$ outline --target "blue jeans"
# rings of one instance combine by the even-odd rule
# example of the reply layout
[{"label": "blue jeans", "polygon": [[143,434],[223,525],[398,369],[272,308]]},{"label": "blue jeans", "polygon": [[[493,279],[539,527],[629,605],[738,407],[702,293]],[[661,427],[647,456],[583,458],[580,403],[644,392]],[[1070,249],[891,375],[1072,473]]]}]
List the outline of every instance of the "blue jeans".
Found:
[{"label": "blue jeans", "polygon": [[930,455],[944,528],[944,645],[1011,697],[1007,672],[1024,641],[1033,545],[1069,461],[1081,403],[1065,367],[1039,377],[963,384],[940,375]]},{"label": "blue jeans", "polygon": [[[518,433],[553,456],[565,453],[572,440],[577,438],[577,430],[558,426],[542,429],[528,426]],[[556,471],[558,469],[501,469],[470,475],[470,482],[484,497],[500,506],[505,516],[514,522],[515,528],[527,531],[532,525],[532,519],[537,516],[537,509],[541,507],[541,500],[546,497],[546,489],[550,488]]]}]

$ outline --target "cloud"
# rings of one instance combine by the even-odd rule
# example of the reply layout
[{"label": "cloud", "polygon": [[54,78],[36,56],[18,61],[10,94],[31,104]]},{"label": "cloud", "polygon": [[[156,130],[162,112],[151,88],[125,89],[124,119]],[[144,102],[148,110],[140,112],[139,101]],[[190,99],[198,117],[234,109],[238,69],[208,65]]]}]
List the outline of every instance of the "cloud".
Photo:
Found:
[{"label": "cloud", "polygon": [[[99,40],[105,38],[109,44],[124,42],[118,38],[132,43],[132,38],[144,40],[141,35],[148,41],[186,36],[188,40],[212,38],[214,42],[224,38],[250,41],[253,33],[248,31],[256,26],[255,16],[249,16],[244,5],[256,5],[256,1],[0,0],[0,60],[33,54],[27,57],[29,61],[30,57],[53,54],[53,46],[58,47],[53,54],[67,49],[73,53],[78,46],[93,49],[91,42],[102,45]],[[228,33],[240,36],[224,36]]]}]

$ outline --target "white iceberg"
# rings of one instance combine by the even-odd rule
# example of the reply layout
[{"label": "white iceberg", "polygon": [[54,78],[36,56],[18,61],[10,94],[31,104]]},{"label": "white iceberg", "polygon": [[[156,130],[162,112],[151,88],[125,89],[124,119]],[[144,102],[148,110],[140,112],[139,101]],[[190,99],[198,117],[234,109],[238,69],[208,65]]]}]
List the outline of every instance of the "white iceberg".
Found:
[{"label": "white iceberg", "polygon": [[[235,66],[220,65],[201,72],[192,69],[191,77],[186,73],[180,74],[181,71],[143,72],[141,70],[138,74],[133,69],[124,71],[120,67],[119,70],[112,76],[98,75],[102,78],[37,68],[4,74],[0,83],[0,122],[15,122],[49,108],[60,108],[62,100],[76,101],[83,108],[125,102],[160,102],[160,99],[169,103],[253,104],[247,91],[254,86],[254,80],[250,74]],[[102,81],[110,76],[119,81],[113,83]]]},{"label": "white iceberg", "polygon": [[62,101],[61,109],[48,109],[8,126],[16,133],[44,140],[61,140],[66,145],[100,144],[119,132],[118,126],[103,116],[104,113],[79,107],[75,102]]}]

────────────────

-- Given exercise --
Report every line above that contains the word "List", copying each such line in full. Case counts.

-- Solution to this task --
List the outline of every instance of the "blue jeans".
List the outline of every instance of the "cloud".
List the outline of every instance of the "white iceberg".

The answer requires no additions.